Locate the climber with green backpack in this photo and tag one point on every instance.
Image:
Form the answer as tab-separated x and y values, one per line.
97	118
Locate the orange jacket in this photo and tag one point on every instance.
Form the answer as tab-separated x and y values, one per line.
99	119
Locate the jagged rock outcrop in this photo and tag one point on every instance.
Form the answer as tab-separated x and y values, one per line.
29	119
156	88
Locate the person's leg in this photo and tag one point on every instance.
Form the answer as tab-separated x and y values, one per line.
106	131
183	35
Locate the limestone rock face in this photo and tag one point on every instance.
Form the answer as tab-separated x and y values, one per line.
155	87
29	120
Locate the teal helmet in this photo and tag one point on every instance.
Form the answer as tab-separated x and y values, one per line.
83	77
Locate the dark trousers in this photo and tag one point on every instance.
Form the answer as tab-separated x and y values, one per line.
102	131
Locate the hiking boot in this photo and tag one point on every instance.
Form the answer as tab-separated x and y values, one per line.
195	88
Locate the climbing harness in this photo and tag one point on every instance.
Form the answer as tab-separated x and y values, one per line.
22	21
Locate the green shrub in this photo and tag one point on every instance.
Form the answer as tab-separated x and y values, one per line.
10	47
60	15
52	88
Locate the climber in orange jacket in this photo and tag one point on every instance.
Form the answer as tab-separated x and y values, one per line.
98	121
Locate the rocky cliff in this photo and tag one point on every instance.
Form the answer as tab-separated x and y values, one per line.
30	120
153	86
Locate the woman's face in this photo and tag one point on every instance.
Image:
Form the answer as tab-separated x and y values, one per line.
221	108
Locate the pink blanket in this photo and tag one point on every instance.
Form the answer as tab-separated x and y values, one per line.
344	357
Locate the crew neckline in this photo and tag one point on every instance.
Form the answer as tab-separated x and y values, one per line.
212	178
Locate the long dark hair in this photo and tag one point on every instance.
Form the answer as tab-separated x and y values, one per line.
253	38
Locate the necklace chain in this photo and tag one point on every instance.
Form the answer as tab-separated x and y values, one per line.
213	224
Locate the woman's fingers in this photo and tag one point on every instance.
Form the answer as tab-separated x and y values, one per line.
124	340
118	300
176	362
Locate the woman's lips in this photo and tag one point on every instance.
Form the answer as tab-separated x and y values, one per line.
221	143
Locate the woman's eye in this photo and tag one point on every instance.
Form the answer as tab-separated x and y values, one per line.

▬▬▬▬▬▬▬▬▬▬

Stated goal: Recast every line of the records above as a Markdown table with the columns Number and Text, numbering the lines in order and omitting any blank lines.

Solution below:
| Number | Text |
|---|---|
| 1 | Locate the climber with green backpack in this photo and tag one point on every instance. |
| 2 | Image: |
| 3 | Form the answer as tab-separated x and y values, one per line. |
| 4 | 97	118 |
| 5 | Locate the orange jacket in this photo and tag one point on every instance. |
| 6 | Form the answer as tab-separated x and y values, one per line. |
| 7 | 99	119 |
| 8 | Locate the jagged rock outcrop in this photo and tag one point on every instance. |
| 9 | Form the answer as tab-separated x and y values, one per line. |
| 10 | 29	119 |
| 11 | 156	88 |
| 12 | Locate the person's leg in this photo and tag one point on every instance. |
| 13 | Form the answer as tab-separated x and y values, one per line. |
| 14 | 106	131 |
| 15 | 183	35 |
| 16 | Locate the limestone rock face in this photo and tag one point on every instance. |
| 17 | Form the answer as tab-separated x and y values, one per line. |
| 18 | 155	87 |
| 19 | 29	120 |
| 20 | Locate the teal helmet in this photo and tag one point on every instance. |
| 21 | Form the answer as tab-separated x and y values, one per line. |
| 22 | 83	77 |
| 23 | Locate the dark trousers in this photo and tag one point on every instance. |
| 24 | Form the answer as tab-separated x and y values, one per line. |
| 25 | 102	131 |
| 26 | Locate the hiking boot in this photo and tag one point on every instance. |
| 27 | Form the answer as tab-separated x and y values, one per line. |
| 28 | 195	88 |
| 29 | Locate the climbing harness in this photo and tag one point on every instance. |
| 30 | Form the answer as tab-separated x and y values, one per line. |
| 31 | 22	21 |
| 32 | Locate the green shrub in this photo and tag one point on every instance. |
| 33 | Form the answer as tab-separated x and y values, one per line. |
| 34 | 10	47 |
| 35 | 60	15 |
| 36 | 52	88 |
| 37 | Locate the climber in orange jacket in this photo and tag one point on every instance. |
| 38 | Form the answer as tab-separated x and y values, one per line. |
| 39 | 98	121 |
| 40 | Locate the rocky cliff in this photo and tag one point on every instance. |
| 41 | Form the answer as tab-separated x and y values, one per line. |
| 42 | 30	120 |
| 43 | 153	86 |
| 44 | Locate the woman's face in this photo and tag one point on every instance. |
| 45 | Image: |
| 46 | Form the answer as tab-separated x and y values, one per line. |
| 47 | 221	108 |
| 48 | Locate the pink blanket in this photo and tag one point on every instance. |
| 49 | Form the answer as tab-separated x and y values, one per line. |
| 50 | 344	357 |
| 51 | Locate the crew neckline in this photo and tag one point on every instance. |
| 52 | Form the answer as tab-separated x and y values, one per line. |
| 53 | 212	178 |
| 54 | Locate the long dark hair in this photo and tag one point on every instance. |
| 55 | Form the answer as tab-separated x and y values, one per line. |
| 56 | 253	38 |
| 57 | Locate the necklace chain in this photo and tag one point on every instance. |
| 58 | Form the answer as tab-separated x and y values, one per line. |
| 59 | 213	224 |
| 60 | Locate the woman's fingers in this photo and tag one point on every instance. |
| 61 | Form the answer as tab-separated x and y values, one per line. |
| 62 | 124	340 |
| 63 | 118	300 |
| 64 | 176	362 |
| 65 | Locate the woman's lips in this photo and tag one point on every instance. |
| 66 | Form the answer as tab-separated x and y values, one per line. |
| 67 | 221	143 |
| 68 | Locate the woman's eye in this photo and tag one point on every instance. |
| 69 | Form the answer as tab-separated x and y values, one per line. |